**What the task requires**:
Reproduce every line of the material below word for word, in the same order.

[BEGIN Task input]

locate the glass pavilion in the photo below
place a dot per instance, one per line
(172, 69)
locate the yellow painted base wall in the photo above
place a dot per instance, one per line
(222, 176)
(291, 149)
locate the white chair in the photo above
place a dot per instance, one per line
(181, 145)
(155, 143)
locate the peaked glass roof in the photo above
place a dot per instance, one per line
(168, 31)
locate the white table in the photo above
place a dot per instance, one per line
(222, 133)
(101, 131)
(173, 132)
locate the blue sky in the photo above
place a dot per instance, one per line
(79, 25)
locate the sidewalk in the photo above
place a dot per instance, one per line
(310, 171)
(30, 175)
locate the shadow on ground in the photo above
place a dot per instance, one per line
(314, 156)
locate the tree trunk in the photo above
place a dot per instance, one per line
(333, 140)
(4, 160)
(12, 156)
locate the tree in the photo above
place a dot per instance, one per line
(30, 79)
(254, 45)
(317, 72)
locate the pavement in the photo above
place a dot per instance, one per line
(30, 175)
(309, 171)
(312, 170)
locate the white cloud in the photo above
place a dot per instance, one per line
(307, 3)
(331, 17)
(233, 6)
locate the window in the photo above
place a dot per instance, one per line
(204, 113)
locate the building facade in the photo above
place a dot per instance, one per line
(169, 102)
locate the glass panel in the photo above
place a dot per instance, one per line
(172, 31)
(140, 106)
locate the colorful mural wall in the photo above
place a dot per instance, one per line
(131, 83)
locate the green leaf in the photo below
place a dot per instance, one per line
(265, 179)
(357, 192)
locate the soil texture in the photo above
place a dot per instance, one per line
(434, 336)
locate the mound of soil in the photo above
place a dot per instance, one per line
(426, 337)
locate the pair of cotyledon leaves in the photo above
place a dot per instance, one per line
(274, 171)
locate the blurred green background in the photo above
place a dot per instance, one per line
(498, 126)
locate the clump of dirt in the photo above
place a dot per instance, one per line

[END Task input]

**Task result**:
locate the glass pavilion in the photo below
place a dot per instance, one per line
(172, 69)
locate the yellow painted base wall in the photo above
place a dot per instance, one per line
(222, 176)
(291, 149)
locate the white chair in the photo above
place a dot per instance, one per line
(181, 145)
(155, 143)
locate the peaked glass roof in the photo above
place a dot per instance, one per line
(168, 31)
locate the white table in the photo above
place a dot per instance, one per line
(222, 133)
(101, 131)
(173, 132)
locate the blue sky in the photo above
place a dot per instance, one per line
(79, 25)
locate the sidewalk in the photo above
place a dot per instance, one per line
(310, 171)
(30, 175)
locate the shadow on ground in the photo above
place a dot per instance, one per line
(314, 156)
locate the tree trunk in the photo above
place a dot per instance, one per line
(333, 140)
(4, 160)
(12, 156)
locate the tree in the photo above
place a dot per instance, one per line
(30, 79)
(254, 45)
(317, 72)
locate the pavement in the photo above
place a dot per instance, one per line
(30, 175)
(309, 171)
(312, 170)
locate the white cloud in the photo above
place a dot per instance, one per line
(307, 3)
(331, 17)
(233, 6)
locate the window in the photo above
place a dot per instance, one per line
(204, 113)
locate the building facade in the photo above
place a dot per instance, one per line
(169, 102)
locate the glass panel in the photo above
place a dot per instance, one per line
(172, 31)
(140, 106)
locate the colorful mural wall in the photo above
place a dot per instance, one per line
(131, 83)
locate the green leaf in the photo below
place a dot per instance, one per line
(265, 179)
(357, 192)
locate the soil texture in the photo above
place a dot per instance, one per line
(434, 336)
locate the mound of soil in the photo above
place a dot per instance, one per line
(426, 337)
locate the pair of cotyledon leaves in the photo above
place a dot per instance, one per line
(274, 171)
locate the blurred green background in the photo above
place a dot per instance, one per line
(498, 126)
locate the clump of dirt in the photo above
place a dot per instance, one per line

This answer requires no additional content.